Quoted text

━━━━━━━━━━━━━━━━

What is it that makes humans engage with a dramatic narrative? Is it linked to our primitive selves, contained within our instinctive experience?

This innovative text argues that understanding how and why our human instincts are brought into play as we watch screen drama is the key to writing it. Analysing four powerful instincts – willpower, logic, morality and emotion – Sam North explores how they determine our level of involvement in their drama, and how screenwriters can use them to develop their craft. Including a variety of both well-known and less famous examples, from The Shawshank Redemption to Samira Makhmalbaf’s The Apple, this book offers a fresh new approach to thinking about, discussing and writing screenplays.

Table of Contents

1. The Map of Desire

Abstract
In Joanna Lumley Meets Will.i.am (Sibley 2014) the actress Joanna Lumley escorted Will.i.am, co-founder of super-group The Black-Eyed Peas, around his home territory in south Los Angeles. She witnessed his good works: he had started a company that developed fabric out of recycled plastic bottles; funded educational initiatives for underprivileged youths; designed a building devoted to the art of music. Will.i.am appeared to be a man at peace, content, and, for someone who exhibited such drive, such purpose, and who offered so many different accomplishments, he was relaxed in his demeanour. Towards the end of the programme Lumley asked him what single quality was it, did he think, that was responsible for his success? He replied, ‘Will.’ Joanna Lumley was initially confused, but then he added, ‘Will I am. Will.’ Joanna Lumley understood – and the logic behind the chopping of his name, William, into three different sections, Will.i.am, became clear. The single quality responsible for his success was willpower. Schopenhauer went further and claimed that willpower is everything. At the outset of the first volume of The World as Will and Representation (1818/2010) he promises to explore, ‘a truth that must be very serious and alarming, if not terrifying to anyone, a truth that can and must be maintained … namely this: “The world is my will”’ (24).

━━━━━━━━━━━━━━━━

Available data
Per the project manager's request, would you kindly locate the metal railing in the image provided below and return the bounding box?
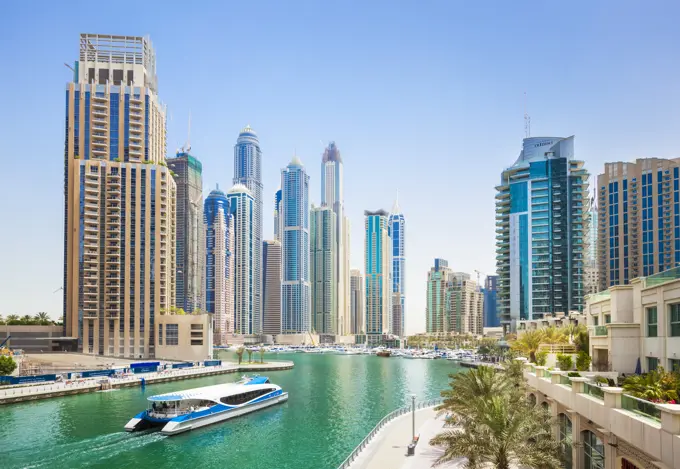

━━━━━━━━━━━━━━━━

Goals
1. List the four human instincts that the passage on screen drama analyzes, as named in that passage before the material.
2. Please resume the passage on screen drama, picking up right after its final sentence, the one quoting Schopenhauer's claim "The world is my will".

Responses per task
1. Willpower, logic, morality, emotion

2.
Sam North

2. Logic Junkie

Abstract
In Three Uses of the Knife (2002), dramatist David Mamet describes how important is the art of logic to the human animal. It is our nature to elaborate perception into hypotheses and then reduce those hypotheses to information upon which we can act. It is our special adaptive device, equivalent to the bird’s flight – our unique survival tool. And drama, music and art are our celebration of that tool, exactly like the woodcock’s manic courting flight, the whale’s breaching leap. The excess of ability/energy/skill/strength/love is expressed in species-specific ways. In goats it is leaping, in humans it is making art. (65) This statement is fundamental to the craft of dramatic writing. Mamet identifies logic as an instinct, a species-specific skill that has evolved in the human animal to allow us dominion over our surroundings, and ensure our survival. Boyd agrees – ‘Humans uniquely inhabit “the cognitive niche”: we gain most of our advantages from intelligence.’
Sam North

3. The Line in the Sand

Abstract
In the period when he was researching for The Expression of the Emotions in Man and Animals (1872) Charles Darwin swapped correspondence with a multitude of people in different parts of the world looking for the human blush. The blush was of particular interest because it is a physiological, animal reaction; it cannot be cultivated or repressed. It is a behaviour in our species that could only be attributed to instinct, our fundamental nature, the raw creature, homo sapiens. Blood rushes to the surface of the skin to denote a particular reaction – anger, or shame. Darwin searched the world over for the human blush. During that same year, 1871, he wrote to the English sculptor Thomas Woolner. I dare say you often meet and know well painters. Could you persuade some trustworthy men to observe young and inexperienced girls who serve as models, and who at first blush much, how low down the body the blush extends. Several eminent surgeons have been observing for me, and with a single exception have never seen a blush extend beneath (and rarely so far down) as the upper 2/3 of the breasts.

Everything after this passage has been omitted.